Give the data again in full. Keep every line the same.
== Segment start ==
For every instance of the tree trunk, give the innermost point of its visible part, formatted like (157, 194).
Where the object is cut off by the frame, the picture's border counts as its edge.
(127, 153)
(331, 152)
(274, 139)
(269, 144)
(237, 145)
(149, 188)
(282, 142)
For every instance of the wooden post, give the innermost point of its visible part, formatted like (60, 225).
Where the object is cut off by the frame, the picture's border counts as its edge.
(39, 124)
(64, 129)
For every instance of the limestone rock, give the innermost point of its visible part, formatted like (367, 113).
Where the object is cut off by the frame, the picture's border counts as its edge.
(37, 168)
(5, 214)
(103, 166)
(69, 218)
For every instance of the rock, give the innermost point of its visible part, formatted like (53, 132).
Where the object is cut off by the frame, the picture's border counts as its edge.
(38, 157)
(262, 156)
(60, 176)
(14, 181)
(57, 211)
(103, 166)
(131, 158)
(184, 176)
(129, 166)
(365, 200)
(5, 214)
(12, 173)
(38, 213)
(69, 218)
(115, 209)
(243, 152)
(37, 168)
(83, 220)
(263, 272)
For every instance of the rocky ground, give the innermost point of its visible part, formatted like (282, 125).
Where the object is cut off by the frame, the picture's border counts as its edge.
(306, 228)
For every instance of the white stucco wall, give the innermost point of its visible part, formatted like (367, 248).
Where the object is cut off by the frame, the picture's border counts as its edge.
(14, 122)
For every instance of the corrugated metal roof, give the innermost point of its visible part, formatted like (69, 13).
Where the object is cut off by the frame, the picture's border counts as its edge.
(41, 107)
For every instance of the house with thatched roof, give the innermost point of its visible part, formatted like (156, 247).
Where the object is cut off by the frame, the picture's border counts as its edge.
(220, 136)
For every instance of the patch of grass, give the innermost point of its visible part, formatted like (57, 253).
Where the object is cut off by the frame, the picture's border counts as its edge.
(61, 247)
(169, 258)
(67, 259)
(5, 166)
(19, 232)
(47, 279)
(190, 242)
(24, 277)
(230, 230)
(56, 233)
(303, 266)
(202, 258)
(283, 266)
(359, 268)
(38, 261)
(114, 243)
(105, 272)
== Segment end ==
**Finished task**
For every instance of the tree trunk, give the innermost point of its visible part, formatted like (157, 194).
Where the object is cut off by the frame, the picture's border counts as its edge.
(127, 153)
(331, 152)
(274, 139)
(269, 144)
(237, 145)
(149, 188)
(282, 142)
For every instance of the wooden post, give the innermost point of its visible part, formatted like (60, 225).
Where the object is cut off by the frame, the picture's border counts as its edge.
(39, 124)
(64, 129)
For every instance of the limestone rock, give the innermost point of its visible part, formatted like (367, 113).
Where the object is cut off by the frame, the picture's border counts as its edge.
(37, 168)
(5, 214)
(103, 166)
(69, 218)
For every instance of the rock, give the innermost point of its visible part, formatted like (53, 132).
Where the object is cut off by the frame, the picture's border counts as its edge.
(38, 157)
(262, 156)
(60, 176)
(14, 181)
(57, 211)
(103, 166)
(131, 158)
(184, 176)
(129, 166)
(365, 200)
(5, 214)
(12, 173)
(38, 213)
(69, 218)
(115, 209)
(243, 152)
(37, 168)
(83, 220)
(263, 272)
For every instance of the rocky ground, give the innermost point of its visible part, formatted like (282, 125).
Where the object is cut off by the frame, the picture's border counts as its edge.
(306, 228)
For every instance of the white stucco wall, give the innermost point of its visible part, formatted like (367, 248).
Where the object is cut off by the frame, the picture's border counts as its edge.
(14, 122)
For every instance of the corrugated metal roof, give the innermost point of its visible part, formatted like (69, 13).
Where the object is cut off by the frame, the picture's border counts as its edge.
(41, 107)
For every instance of the house with thatched roof, give the innermost point of its visible part, formatted like (156, 247).
Where the object is cut off by the frame, the picture's border counts as its edge.
(220, 136)
For every instance of the patch of grass, give the innermost point of its visible part, formatted like (57, 253).
Where the object is cut off by the frame, the picture's border counts as its edge.
(61, 247)
(169, 258)
(67, 259)
(5, 166)
(19, 232)
(47, 279)
(190, 242)
(24, 277)
(230, 230)
(56, 233)
(303, 266)
(202, 258)
(283, 266)
(359, 268)
(38, 261)
(114, 243)
(105, 272)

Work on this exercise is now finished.